**MATERIAL TO PROCESS**
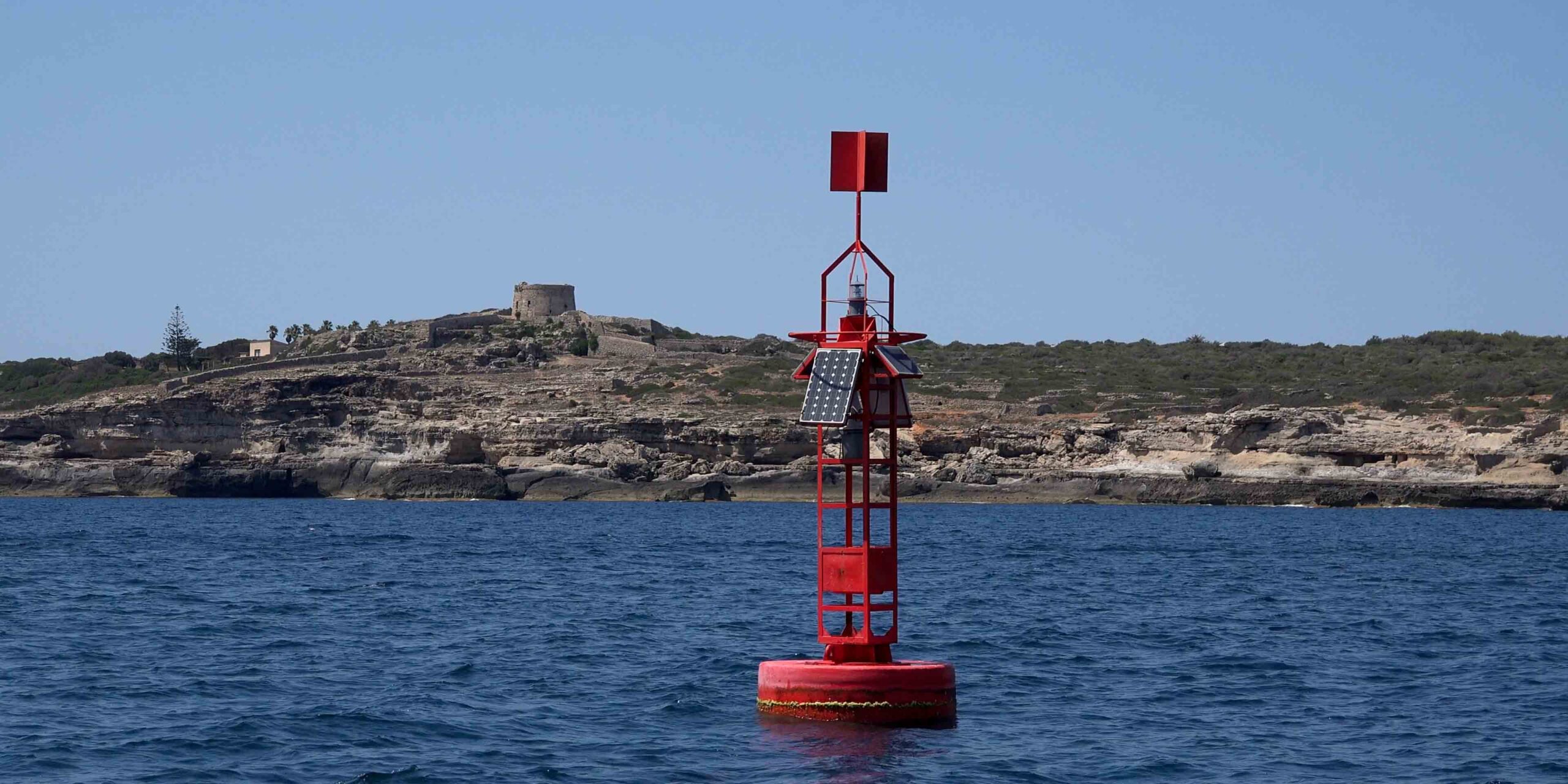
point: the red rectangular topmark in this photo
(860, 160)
---
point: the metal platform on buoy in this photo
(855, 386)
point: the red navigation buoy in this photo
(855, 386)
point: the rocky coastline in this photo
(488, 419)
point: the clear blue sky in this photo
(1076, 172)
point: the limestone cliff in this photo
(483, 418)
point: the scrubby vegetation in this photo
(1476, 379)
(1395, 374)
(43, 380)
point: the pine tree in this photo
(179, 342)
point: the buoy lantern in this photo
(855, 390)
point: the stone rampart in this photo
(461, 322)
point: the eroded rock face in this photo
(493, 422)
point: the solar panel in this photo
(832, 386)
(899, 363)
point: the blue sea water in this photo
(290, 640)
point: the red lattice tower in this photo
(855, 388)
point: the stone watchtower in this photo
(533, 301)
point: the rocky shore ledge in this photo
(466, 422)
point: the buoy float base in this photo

**YOUR INSTRUCTIONS**
Copy the records from the line containing "point: the red lattice tower in this photo" through the line containing "point: the buoy float base in this photo", inclusive, reproducing each line unchanged.

**RESULT**
point: the red lattice tower in this photo
(855, 388)
point: the stone watchtower in this photo
(533, 301)
point: the rocky shore ledge in this photo
(466, 422)
point: the buoy float base in this photo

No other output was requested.